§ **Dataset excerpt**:
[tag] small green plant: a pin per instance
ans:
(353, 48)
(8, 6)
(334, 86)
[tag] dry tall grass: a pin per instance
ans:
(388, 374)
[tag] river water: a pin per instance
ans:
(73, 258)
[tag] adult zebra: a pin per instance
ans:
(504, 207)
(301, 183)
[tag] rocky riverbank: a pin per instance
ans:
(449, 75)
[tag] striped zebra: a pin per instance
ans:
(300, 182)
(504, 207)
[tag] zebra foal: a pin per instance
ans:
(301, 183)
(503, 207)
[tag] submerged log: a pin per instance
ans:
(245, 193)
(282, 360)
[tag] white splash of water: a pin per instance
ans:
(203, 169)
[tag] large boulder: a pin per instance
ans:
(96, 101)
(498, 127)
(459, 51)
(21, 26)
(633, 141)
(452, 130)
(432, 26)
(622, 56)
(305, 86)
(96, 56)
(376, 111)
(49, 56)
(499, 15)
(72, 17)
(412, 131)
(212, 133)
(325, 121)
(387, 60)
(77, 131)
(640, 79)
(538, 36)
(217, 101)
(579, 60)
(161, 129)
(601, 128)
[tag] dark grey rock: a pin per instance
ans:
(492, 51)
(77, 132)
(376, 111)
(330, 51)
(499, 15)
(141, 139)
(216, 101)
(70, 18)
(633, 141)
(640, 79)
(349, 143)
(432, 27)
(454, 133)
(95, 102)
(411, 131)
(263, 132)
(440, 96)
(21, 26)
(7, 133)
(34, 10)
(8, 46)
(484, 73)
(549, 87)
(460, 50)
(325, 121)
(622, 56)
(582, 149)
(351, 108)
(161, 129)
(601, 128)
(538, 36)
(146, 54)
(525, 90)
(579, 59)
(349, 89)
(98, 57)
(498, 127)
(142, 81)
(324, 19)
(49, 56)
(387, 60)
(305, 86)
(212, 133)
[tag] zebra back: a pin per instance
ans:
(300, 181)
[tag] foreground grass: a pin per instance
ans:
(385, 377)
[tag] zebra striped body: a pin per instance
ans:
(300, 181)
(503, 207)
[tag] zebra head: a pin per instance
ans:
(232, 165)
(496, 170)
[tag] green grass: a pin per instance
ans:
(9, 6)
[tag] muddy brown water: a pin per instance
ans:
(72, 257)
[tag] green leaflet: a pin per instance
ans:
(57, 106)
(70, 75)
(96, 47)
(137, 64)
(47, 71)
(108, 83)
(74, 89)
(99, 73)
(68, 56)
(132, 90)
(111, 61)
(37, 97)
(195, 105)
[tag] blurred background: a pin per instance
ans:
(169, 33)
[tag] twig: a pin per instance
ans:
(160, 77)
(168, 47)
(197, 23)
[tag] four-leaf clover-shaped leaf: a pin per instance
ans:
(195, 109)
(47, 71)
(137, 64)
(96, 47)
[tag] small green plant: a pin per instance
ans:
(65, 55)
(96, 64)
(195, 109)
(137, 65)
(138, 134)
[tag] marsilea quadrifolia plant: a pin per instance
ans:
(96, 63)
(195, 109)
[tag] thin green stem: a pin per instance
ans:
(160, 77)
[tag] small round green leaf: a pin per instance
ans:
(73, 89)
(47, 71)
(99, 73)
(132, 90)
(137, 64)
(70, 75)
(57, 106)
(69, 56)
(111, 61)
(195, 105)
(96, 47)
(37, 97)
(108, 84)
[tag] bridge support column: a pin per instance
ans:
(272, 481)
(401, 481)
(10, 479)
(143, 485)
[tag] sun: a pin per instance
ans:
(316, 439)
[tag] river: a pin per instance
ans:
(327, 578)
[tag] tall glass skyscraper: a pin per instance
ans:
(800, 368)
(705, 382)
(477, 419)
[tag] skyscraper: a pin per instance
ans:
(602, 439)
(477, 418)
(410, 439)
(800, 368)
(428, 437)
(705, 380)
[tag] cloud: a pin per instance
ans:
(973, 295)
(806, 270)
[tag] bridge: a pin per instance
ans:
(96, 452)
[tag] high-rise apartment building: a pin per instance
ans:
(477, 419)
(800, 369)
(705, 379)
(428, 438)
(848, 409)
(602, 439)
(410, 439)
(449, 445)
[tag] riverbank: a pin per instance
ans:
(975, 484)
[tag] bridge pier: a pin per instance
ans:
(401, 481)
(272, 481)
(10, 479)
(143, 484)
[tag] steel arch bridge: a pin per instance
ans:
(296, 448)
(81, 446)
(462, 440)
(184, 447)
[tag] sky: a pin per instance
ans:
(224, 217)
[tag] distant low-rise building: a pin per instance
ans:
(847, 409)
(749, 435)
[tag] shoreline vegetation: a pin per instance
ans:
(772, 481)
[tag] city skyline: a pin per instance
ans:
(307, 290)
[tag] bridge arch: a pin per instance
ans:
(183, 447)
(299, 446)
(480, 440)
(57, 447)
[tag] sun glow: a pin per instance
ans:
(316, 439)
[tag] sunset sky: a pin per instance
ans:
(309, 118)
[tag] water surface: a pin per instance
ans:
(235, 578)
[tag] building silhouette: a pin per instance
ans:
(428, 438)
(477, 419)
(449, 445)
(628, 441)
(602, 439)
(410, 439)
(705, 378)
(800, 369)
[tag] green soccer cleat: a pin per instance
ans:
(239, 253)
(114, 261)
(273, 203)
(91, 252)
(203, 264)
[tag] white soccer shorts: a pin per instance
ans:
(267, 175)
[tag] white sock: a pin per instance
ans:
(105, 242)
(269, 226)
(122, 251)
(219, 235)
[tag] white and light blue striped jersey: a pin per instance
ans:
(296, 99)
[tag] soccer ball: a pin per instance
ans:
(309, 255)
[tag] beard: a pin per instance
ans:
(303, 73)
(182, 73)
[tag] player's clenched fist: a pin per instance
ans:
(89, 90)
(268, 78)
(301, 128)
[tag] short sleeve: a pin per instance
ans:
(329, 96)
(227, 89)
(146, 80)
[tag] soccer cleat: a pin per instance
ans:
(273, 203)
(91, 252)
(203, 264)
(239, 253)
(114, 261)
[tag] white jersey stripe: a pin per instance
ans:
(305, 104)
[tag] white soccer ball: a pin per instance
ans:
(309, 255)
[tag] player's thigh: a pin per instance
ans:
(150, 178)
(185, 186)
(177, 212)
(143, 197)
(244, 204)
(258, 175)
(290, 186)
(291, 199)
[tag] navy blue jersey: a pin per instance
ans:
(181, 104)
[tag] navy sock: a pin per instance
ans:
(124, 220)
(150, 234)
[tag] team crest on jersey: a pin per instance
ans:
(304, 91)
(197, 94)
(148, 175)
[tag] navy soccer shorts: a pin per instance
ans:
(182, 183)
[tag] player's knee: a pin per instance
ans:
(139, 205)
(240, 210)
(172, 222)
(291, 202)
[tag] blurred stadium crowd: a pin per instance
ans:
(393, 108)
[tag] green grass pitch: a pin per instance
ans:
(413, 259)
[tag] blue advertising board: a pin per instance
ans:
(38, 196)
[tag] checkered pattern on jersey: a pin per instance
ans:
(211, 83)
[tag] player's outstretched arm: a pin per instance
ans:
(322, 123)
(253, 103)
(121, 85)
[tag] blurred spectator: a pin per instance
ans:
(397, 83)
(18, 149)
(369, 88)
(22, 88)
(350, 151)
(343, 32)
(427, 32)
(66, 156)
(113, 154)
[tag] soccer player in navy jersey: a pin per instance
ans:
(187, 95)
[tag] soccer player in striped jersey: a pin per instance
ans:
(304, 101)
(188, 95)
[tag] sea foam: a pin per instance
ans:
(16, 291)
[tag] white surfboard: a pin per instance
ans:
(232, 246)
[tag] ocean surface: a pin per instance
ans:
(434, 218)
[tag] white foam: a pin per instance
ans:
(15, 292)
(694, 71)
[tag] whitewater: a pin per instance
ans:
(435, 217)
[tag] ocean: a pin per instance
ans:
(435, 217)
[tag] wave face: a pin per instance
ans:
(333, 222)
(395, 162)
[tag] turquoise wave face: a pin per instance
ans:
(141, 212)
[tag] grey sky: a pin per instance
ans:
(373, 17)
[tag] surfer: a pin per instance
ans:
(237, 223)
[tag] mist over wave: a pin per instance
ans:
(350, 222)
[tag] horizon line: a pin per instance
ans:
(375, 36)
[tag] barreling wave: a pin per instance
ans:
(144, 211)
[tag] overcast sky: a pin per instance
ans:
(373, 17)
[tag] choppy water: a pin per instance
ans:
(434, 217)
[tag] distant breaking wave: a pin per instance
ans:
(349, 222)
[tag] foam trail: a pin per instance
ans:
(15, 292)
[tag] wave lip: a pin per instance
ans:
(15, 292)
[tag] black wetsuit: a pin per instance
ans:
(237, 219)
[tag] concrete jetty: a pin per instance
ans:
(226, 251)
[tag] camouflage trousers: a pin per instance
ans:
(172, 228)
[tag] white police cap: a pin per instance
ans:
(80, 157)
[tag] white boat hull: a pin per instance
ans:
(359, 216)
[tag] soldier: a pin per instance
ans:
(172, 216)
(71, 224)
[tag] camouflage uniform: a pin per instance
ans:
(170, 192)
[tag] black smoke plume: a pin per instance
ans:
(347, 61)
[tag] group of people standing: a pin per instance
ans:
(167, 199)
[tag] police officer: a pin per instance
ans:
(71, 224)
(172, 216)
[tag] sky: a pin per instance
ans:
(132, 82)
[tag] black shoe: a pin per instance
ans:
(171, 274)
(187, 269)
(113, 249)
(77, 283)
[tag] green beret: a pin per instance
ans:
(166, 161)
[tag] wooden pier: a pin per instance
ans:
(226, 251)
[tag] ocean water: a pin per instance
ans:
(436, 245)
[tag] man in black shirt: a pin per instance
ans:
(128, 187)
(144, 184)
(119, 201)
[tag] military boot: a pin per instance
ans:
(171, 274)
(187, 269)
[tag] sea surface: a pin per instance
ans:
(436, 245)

§ **PROBLEM REQUIREMENTS**: From the line containing "[tag] foam trail: a pin per instance" through the final line of the listing above, retype every line exactly; leave out everything else.

§ **THE OUTPUT**:
[tag] foam trail: a pin per instance
ans:
(15, 292)
[tag] wave lip: a pin per instance
ans:
(15, 292)
[tag] black wetsuit: a pin per instance
ans:
(237, 219)
[tag] concrete jetty: a pin per instance
ans:
(226, 251)
[tag] camouflage trousers: a pin per instance
ans:
(172, 228)
[tag] white police cap: a pin per instance
ans:
(80, 157)
[tag] white boat hull: a pin per instance
ans:
(359, 216)
[tag] soldier: a pin per instance
ans:
(172, 216)
(71, 224)
[tag] camouflage uniform: a pin per instance
ans:
(170, 192)
[tag] black smoke plume: a pin per instance
ans:
(347, 61)
[tag] group of people standing: a pin per instance
ans:
(167, 199)
[tag] police officer: a pin per instance
ans:
(71, 224)
(172, 216)
[tag] sky: a pin per instance
ans:
(132, 82)
[tag] black shoe: a pin per instance
ans:
(171, 274)
(187, 269)
(113, 249)
(77, 283)
[tag] green beret: a pin per instance
ans:
(166, 161)
[tag] wooden pier: a pin per instance
ans:
(226, 251)
[tag] ocean water: a pin per instance
ans:
(436, 245)
[tag] man in black shirt: a pin per instance
ans:
(128, 187)
(144, 184)
(119, 201)
[tag] military boot: a pin per instance
ans:
(171, 274)
(187, 269)
[tag] sea surface: a pin per instance
ans:
(436, 245)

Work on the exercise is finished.